* [WHAT THE TASK REQUIRES] Write the data below out in full, exactly as it stands.

* [TASK DATA]
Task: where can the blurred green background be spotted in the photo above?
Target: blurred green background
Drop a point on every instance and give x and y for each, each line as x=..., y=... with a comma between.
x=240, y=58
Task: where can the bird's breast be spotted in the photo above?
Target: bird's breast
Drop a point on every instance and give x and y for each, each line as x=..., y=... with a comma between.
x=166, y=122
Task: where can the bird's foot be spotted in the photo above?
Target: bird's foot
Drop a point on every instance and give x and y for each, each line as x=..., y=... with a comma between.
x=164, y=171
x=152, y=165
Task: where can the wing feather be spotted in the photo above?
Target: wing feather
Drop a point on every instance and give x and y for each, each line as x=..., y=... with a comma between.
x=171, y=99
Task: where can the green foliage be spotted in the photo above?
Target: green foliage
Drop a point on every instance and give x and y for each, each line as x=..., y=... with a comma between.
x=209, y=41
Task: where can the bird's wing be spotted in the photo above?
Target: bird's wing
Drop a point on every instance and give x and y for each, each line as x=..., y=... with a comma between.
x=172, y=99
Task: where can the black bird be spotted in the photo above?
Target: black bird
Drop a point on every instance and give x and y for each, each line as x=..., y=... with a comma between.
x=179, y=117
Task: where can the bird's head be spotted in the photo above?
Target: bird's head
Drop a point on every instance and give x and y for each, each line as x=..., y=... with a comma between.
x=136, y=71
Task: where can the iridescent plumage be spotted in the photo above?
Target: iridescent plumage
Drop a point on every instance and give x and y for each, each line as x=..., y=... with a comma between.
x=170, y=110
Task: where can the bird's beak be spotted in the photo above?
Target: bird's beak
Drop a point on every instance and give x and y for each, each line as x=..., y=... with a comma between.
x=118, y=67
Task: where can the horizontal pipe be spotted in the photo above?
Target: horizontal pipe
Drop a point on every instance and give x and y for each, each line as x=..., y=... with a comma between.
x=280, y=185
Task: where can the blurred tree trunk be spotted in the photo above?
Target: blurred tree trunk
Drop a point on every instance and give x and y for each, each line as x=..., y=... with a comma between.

* [SOLUTION]
Task: where can the blurred green background be spotted in the photo above?
Target: blurred green background
Drop a point on every instance and give x and y for each, each line as x=..., y=... with a comma between.
x=240, y=58
Task: where can the bird's breast be spotted in the photo above?
Target: bird's breast
Drop a point on every instance and give x and y for each, each line as x=..., y=... with a comma between.
x=166, y=122
Task: where can the bird's foot be spotted in the photo above?
Target: bird's foot
Drop a point on every instance and give x and y for each, each line as x=..., y=... with a comma between.
x=164, y=171
x=152, y=165
Task: where can the wing feather be spotted in the photo above?
Target: wing feather
Drop a point on every instance and give x and y for each, each line as x=..., y=... with a comma between.
x=171, y=99
Task: where can the green foliage be spotted in the photo above?
Target: green foliage
Drop a point on every instance and give x and y for each, each line as x=..., y=... with a comma between.
x=209, y=41
Task: where can the bird's wing be spotted in the photo above?
Target: bird's wing
Drop a point on every instance and give x and y for each, each line as x=..., y=... with a comma between.
x=172, y=99
Task: where can the black bird be spotted in the photo above?
Target: black bird
Drop a point on every instance and give x and y for each, each line as x=..., y=... with a comma between.
x=179, y=117
Task: where can the bird's head be spotted in the photo above?
Target: bird's head
Drop a point on every instance and give x and y for each, each line as x=..., y=... with a comma between.
x=136, y=71
Task: where can the iridescent plumage be spotted in the photo above?
Target: iridescent plumage
Drop a point on every instance and give x and y for each, each line as x=..., y=... with a comma between.
x=170, y=110
Task: where can the bird's beak be spotted in the photo above?
Target: bird's beak
Drop a point on every instance and give x and y for each, each line as x=..., y=... with a comma between.
x=118, y=67
Task: where can the horizontal pipe be spotted in the photo above?
Target: horizontal pipe
Drop a point on every instance and give x and y for each, each line as x=..., y=... with a comma between.
x=280, y=185
Task: where can the blurred tree trunk be spotted in the photo above?
Target: blurred tree trunk
Drop a point on every instance and give x and y for each, each line as x=..., y=... with a comma between.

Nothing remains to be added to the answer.